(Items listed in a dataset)
* * * * *

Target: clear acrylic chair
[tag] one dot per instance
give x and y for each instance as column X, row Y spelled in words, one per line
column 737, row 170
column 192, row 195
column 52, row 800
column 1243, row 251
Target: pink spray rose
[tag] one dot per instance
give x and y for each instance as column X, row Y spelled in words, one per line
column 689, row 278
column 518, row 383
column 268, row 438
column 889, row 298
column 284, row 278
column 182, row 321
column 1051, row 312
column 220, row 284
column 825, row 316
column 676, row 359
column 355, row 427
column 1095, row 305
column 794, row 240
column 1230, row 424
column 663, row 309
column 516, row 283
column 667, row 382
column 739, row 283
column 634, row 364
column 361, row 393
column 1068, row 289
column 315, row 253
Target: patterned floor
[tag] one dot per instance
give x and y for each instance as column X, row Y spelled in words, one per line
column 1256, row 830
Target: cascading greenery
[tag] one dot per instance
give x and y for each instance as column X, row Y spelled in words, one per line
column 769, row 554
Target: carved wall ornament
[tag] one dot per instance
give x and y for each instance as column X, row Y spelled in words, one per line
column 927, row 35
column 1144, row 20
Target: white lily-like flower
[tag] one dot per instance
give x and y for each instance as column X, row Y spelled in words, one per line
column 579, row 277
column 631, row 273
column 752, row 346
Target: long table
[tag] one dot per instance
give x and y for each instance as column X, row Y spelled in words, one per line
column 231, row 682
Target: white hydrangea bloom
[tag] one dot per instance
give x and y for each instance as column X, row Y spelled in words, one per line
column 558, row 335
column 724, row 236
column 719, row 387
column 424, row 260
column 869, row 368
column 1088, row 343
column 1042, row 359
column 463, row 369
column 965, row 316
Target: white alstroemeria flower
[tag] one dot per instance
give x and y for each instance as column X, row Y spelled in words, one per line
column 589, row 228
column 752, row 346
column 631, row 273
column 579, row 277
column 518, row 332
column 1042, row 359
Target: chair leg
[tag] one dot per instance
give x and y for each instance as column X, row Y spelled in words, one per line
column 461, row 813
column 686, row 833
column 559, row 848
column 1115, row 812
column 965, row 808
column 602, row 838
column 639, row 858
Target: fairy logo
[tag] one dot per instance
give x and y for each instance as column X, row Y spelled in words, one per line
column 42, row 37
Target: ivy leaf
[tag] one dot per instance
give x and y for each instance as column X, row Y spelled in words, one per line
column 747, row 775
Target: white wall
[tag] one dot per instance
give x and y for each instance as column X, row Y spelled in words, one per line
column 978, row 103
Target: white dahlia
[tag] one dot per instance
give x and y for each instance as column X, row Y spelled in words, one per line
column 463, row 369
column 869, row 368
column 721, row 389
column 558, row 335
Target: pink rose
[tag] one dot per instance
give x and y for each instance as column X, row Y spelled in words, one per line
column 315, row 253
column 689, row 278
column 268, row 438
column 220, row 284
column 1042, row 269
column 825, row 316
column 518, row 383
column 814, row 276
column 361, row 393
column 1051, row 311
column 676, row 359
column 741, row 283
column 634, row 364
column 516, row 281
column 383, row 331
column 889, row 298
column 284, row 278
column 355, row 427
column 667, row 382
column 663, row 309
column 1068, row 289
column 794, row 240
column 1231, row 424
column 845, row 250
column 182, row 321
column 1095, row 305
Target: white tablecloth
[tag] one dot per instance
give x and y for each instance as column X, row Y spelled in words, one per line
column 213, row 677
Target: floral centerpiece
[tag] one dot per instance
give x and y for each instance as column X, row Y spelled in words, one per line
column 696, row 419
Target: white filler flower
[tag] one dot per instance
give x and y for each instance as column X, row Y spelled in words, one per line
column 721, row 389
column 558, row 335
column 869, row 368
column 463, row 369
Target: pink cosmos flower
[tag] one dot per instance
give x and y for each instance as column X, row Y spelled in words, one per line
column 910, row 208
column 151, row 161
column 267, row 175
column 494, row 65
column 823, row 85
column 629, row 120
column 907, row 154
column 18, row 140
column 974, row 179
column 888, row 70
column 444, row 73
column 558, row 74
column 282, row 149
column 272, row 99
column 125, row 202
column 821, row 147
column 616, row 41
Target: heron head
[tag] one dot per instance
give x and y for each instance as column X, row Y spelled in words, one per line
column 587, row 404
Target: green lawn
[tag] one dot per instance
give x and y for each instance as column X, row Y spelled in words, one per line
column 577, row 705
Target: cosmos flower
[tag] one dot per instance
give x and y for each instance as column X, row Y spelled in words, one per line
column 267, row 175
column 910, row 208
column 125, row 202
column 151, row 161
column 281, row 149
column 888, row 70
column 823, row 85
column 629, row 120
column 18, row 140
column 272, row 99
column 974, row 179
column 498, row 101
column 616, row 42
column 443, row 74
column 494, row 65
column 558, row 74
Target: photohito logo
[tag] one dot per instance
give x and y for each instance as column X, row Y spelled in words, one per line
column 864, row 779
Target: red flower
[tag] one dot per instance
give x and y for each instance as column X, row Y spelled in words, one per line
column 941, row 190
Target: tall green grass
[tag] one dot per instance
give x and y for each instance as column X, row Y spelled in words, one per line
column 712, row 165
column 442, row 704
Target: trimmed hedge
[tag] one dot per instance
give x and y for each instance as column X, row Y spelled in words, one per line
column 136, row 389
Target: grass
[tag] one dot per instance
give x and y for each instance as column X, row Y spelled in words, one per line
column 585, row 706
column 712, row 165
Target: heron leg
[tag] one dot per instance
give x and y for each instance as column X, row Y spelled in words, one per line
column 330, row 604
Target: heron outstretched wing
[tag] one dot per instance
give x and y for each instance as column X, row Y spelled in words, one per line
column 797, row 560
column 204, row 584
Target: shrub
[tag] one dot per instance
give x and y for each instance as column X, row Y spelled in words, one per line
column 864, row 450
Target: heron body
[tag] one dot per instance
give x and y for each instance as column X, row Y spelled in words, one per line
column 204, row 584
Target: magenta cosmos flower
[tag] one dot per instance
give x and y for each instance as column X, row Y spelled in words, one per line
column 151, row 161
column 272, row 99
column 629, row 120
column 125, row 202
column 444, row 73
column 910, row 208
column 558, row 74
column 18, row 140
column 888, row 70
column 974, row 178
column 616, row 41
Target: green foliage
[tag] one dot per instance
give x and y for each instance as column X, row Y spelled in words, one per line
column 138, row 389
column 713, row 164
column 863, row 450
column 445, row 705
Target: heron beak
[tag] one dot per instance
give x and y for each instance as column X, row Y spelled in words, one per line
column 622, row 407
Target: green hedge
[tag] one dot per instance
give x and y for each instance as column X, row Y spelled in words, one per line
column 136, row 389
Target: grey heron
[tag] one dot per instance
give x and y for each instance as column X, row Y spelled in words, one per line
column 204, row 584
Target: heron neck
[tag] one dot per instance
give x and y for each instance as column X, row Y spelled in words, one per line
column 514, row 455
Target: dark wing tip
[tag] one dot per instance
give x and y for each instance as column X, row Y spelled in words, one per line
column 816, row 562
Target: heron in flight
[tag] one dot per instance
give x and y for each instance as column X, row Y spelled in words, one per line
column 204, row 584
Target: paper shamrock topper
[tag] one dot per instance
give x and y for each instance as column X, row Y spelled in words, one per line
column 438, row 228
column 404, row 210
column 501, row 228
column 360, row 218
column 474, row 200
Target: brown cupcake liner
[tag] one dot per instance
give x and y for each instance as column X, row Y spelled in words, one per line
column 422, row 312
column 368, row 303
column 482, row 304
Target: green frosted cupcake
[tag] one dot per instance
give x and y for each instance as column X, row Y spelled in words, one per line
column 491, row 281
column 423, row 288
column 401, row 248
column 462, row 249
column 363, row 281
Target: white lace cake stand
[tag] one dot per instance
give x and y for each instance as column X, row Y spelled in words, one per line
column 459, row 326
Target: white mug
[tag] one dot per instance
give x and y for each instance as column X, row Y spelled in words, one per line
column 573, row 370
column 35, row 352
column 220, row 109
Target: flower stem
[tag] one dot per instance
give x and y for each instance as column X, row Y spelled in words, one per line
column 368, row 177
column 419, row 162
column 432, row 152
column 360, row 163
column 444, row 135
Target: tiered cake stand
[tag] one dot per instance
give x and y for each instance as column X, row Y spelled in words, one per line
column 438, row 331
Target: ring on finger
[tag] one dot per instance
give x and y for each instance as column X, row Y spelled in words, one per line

* * * * *

◆ **Problem description**
Every line of the records containing the word "wall" must appear in the answer.

◆ **Response for this exercise**
Target: carved wall ornament
Target: white wall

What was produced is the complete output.